▶ Exercise: Repeat word for word the line with "of the garage" and every line after it until the records below run out.

Entries from a pointing dataset:
______________________________
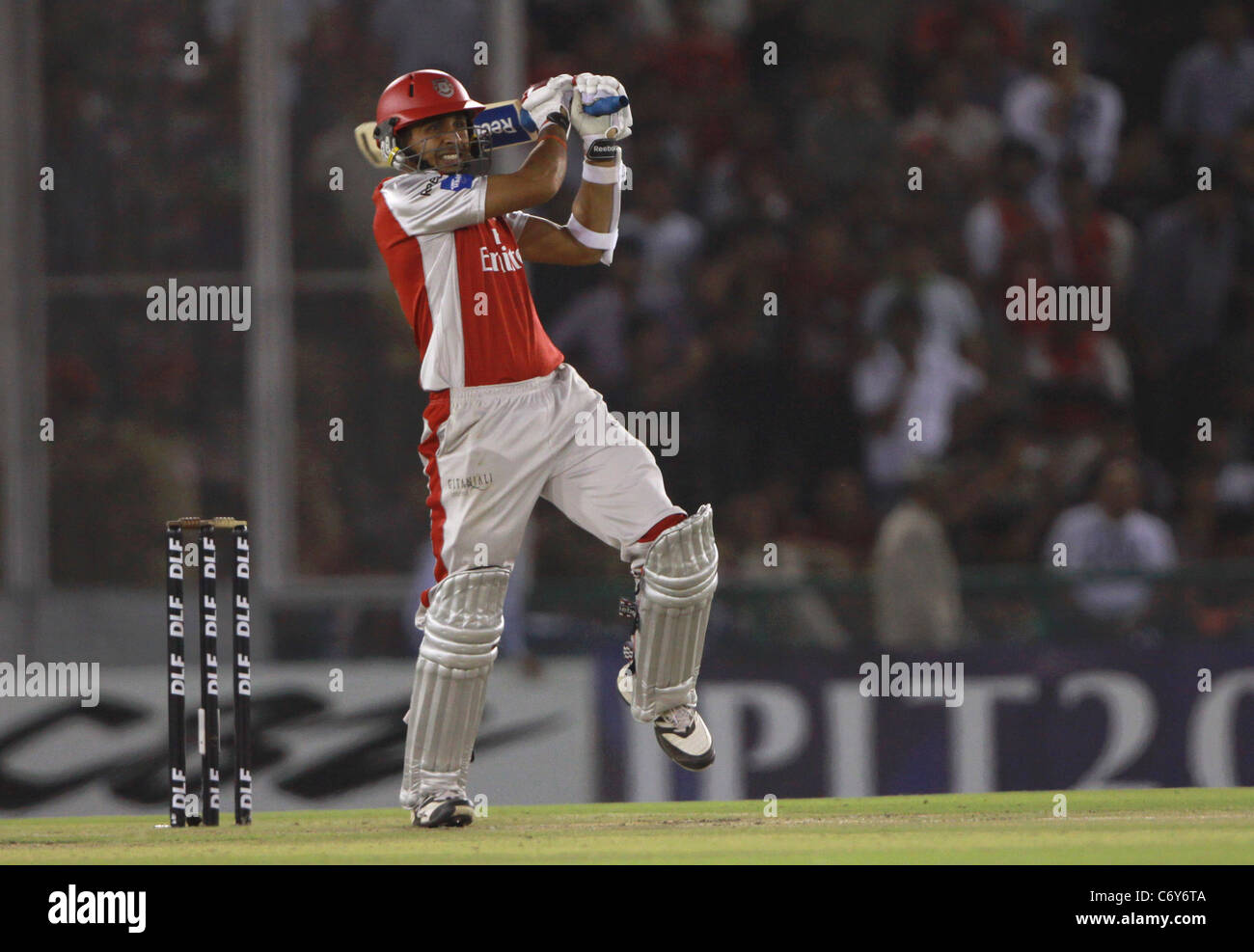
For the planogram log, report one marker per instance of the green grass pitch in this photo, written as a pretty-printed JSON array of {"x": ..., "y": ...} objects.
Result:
[{"x": 1153, "y": 827}]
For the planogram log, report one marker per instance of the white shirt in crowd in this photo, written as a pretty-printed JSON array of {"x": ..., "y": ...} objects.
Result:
[
  {"x": 940, "y": 383},
  {"x": 1096, "y": 542}
]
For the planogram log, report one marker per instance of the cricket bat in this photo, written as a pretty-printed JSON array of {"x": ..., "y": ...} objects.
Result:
[{"x": 508, "y": 123}]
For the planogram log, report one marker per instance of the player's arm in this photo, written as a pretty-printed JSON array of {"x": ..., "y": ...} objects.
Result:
[
  {"x": 592, "y": 231},
  {"x": 544, "y": 170},
  {"x": 535, "y": 182},
  {"x": 544, "y": 242}
]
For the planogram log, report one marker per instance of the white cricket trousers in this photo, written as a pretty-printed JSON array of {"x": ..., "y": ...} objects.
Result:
[{"x": 490, "y": 451}]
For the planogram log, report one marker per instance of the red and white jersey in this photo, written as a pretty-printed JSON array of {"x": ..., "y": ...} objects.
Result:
[{"x": 460, "y": 281}]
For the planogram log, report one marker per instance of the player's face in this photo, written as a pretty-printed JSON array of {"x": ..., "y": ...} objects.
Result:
[{"x": 443, "y": 142}]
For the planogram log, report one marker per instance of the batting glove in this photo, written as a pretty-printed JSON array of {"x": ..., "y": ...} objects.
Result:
[
  {"x": 588, "y": 89},
  {"x": 553, "y": 95}
]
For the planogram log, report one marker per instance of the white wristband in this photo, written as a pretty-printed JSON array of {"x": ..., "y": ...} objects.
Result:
[
  {"x": 602, "y": 175},
  {"x": 592, "y": 238}
]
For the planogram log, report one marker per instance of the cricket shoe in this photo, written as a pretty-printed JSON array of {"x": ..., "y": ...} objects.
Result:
[
  {"x": 443, "y": 810},
  {"x": 681, "y": 731}
]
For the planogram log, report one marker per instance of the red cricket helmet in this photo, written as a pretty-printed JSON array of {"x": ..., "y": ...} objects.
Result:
[{"x": 413, "y": 98}]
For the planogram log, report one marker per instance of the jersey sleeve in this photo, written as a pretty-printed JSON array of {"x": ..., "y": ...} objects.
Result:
[{"x": 427, "y": 204}]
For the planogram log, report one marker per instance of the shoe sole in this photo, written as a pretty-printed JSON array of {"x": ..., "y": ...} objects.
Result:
[
  {"x": 688, "y": 761},
  {"x": 448, "y": 814}
]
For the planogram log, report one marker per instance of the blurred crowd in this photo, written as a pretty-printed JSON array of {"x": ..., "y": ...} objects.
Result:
[{"x": 829, "y": 203}]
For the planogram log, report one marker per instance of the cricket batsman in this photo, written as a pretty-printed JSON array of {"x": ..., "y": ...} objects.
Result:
[{"x": 504, "y": 412}]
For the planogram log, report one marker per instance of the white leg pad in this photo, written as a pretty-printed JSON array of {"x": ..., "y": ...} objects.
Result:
[
  {"x": 462, "y": 630},
  {"x": 676, "y": 591}
]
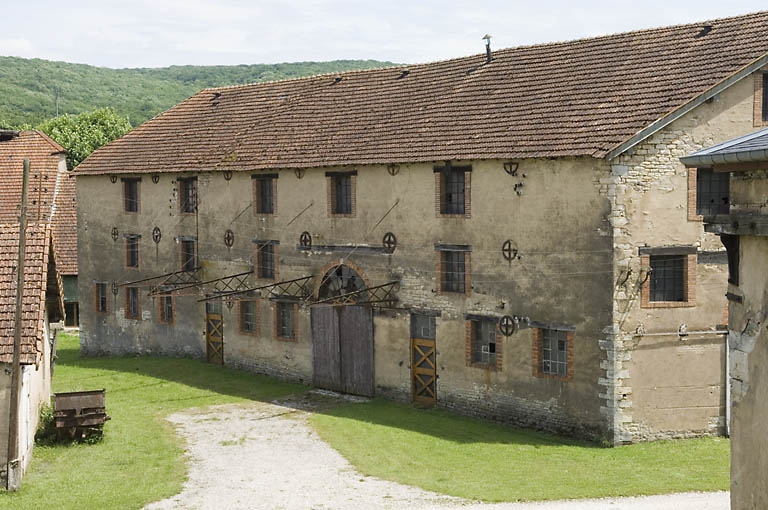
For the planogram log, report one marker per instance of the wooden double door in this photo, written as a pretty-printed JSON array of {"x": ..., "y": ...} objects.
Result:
[{"x": 342, "y": 348}]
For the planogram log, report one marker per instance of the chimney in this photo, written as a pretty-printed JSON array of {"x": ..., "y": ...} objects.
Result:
[{"x": 489, "y": 56}]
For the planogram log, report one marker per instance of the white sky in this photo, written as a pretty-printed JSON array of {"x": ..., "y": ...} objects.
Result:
[{"x": 147, "y": 33}]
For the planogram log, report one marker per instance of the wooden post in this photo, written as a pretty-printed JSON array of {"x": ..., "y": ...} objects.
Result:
[{"x": 13, "y": 473}]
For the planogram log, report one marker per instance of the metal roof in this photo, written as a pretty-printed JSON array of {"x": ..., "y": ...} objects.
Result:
[{"x": 751, "y": 147}]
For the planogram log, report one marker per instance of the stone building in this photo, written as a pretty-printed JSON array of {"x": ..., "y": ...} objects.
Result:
[
  {"x": 508, "y": 235},
  {"x": 742, "y": 164}
]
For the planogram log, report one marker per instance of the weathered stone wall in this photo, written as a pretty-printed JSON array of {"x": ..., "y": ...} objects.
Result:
[
  {"x": 649, "y": 192},
  {"x": 562, "y": 276}
]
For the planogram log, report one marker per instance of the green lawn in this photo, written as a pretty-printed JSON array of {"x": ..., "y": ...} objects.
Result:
[
  {"x": 468, "y": 458},
  {"x": 140, "y": 460}
]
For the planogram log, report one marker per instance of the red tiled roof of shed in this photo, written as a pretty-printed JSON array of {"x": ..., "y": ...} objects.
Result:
[
  {"x": 51, "y": 190},
  {"x": 36, "y": 281},
  {"x": 576, "y": 98}
]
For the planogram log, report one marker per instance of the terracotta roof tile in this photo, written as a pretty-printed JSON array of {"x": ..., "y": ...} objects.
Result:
[
  {"x": 575, "y": 98},
  {"x": 38, "y": 250},
  {"x": 51, "y": 191}
]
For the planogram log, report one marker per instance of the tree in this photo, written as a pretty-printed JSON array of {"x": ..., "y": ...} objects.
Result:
[{"x": 82, "y": 134}]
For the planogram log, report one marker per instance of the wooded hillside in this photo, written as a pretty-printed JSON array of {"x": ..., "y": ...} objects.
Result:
[{"x": 28, "y": 87}]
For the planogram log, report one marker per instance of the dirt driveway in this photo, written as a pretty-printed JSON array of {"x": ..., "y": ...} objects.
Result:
[{"x": 265, "y": 456}]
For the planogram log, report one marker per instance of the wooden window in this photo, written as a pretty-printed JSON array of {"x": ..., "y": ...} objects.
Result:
[
  {"x": 187, "y": 254},
  {"x": 341, "y": 193},
  {"x": 166, "y": 309},
  {"x": 483, "y": 344},
  {"x": 131, "y": 195},
  {"x": 712, "y": 192},
  {"x": 285, "y": 321},
  {"x": 552, "y": 353},
  {"x": 188, "y": 195},
  {"x": 132, "y": 303},
  {"x": 101, "y": 297},
  {"x": 266, "y": 260},
  {"x": 453, "y": 269},
  {"x": 671, "y": 277},
  {"x": 453, "y": 190},
  {"x": 249, "y": 316},
  {"x": 264, "y": 194},
  {"x": 132, "y": 251}
]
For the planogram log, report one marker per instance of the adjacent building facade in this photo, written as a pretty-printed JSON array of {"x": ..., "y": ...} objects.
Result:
[
  {"x": 510, "y": 237},
  {"x": 742, "y": 164}
]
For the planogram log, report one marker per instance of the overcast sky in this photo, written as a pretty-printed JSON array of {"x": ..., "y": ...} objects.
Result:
[{"x": 146, "y": 33}]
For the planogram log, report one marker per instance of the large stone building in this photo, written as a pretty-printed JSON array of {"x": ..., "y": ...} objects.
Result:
[
  {"x": 742, "y": 163},
  {"x": 510, "y": 236}
]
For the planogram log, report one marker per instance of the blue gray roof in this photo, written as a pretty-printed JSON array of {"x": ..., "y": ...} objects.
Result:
[{"x": 751, "y": 147}]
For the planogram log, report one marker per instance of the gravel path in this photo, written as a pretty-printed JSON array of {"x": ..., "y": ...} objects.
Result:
[{"x": 265, "y": 456}]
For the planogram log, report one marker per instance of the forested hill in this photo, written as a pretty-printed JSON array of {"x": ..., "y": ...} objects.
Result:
[{"x": 28, "y": 87}]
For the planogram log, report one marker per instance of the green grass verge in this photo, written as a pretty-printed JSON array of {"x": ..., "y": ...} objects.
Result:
[
  {"x": 472, "y": 459},
  {"x": 140, "y": 459}
]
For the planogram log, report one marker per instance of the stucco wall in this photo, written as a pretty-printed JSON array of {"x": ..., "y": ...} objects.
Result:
[
  {"x": 557, "y": 223},
  {"x": 649, "y": 193}
]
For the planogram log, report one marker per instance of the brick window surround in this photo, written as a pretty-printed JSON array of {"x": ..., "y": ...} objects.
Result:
[
  {"x": 265, "y": 259},
  {"x": 483, "y": 346},
  {"x": 264, "y": 194},
  {"x": 675, "y": 269},
  {"x": 249, "y": 316},
  {"x": 187, "y": 253},
  {"x": 452, "y": 269},
  {"x": 101, "y": 300},
  {"x": 761, "y": 99},
  {"x": 166, "y": 309},
  {"x": 132, "y": 242},
  {"x": 542, "y": 341},
  {"x": 708, "y": 193},
  {"x": 132, "y": 303},
  {"x": 342, "y": 194},
  {"x": 286, "y": 323},
  {"x": 453, "y": 191},
  {"x": 131, "y": 197},
  {"x": 187, "y": 188}
]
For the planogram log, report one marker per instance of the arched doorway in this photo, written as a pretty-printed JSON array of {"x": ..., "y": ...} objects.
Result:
[{"x": 342, "y": 333}]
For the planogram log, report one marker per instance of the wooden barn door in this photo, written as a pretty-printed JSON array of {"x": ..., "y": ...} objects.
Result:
[
  {"x": 342, "y": 349},
  {"x": 214, "y": 333},
  {"x": 423, "y": 360}
]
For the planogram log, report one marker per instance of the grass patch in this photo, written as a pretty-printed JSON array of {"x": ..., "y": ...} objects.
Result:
[
  {"x": 140, "y": 459},
  {"x": 472, "y": 459}
]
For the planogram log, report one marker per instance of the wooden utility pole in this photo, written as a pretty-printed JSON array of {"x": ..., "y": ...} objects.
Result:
[{"x": 13, "y": 473}]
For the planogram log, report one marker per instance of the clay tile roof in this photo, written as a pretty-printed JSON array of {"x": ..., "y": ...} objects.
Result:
[
  {"x": 51, "y": 190},
  {"x": 576, "y": 98},
  {"x": 36, "y": 282}
]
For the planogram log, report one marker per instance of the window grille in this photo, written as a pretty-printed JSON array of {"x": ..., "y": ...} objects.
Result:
[
  {"x": 452, "y": 192},
  {"x": 248, "y": 316},
  {"x": 265, "y": 255},
  {"x": 453, "y": 271},
  {"x": 188, "y": 249},
  {"x": 423, "y": 326},
  {"x": 132, "y": 251},
  {"x": 101, "y": 297},
  {"x": 554, "y": 352},
  {"x": 166, "y": 309},
  {"x": 342, "y": 194},
  {"x": 667, "y": 277},
  {"x": 132, "y": 305},
  {"x": 712, "y": 192},
  {"x": 265, "y": 199},
  {"x": 286, "y": 321},
  {"x": 131, "y": 195},
  {"x": 188, "y": 195}
]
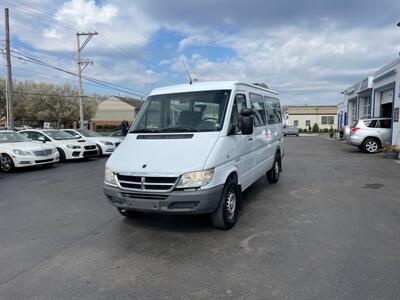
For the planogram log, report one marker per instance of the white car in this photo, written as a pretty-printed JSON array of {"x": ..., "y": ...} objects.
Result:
[
  {"x": 17, "y": 151},
  {"x": 105, "y": 145},
  {"x": 68, "y": 146}
]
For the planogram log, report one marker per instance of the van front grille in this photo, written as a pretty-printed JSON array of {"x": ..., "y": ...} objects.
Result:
[{"x": 147, "y": 183}]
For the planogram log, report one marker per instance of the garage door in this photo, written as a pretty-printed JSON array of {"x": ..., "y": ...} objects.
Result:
[{"x": 387, "y": 97}]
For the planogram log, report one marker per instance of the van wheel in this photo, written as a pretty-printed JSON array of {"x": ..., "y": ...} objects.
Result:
[
  {"x": 226, "y": 215},
  {"x": 273, "y": 174},
  {"x": 370, "y": 145},
  {"x": 7, "y": 163},
  {"x": 62, "y": 155},
  {"x": 131, "y": 214}
]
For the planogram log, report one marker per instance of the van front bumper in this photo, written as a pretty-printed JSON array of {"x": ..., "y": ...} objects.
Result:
______________________________
▶ Response to the task:
For the planogram log, report one marker per instance of the garage door in this photo, written as a pretty-printed JSON array of {"x": ..., "y": ...} objects.
Result:
[{"x": 387, "y": 97}]
For the planogram log, report one marker per instance of the van wheel in this photo, written as a pretty-printed JSON array of {"x": ..., "y": ...} objects.
Result:
[
  {"x": 226, "y": 215},
  {"x": 273, "y": 174},
  {"x": 370, "y": 145},
  {"x": 7, "y": 163},
  {"x": 62, "y": 155},
  {"x": 131, "y": 214}
]
For the planogram log, report one marker per instance of the van front bumper in this photo, written as a pretty-printed JSON array of {"x": ..., "y": ...} objects.
Result:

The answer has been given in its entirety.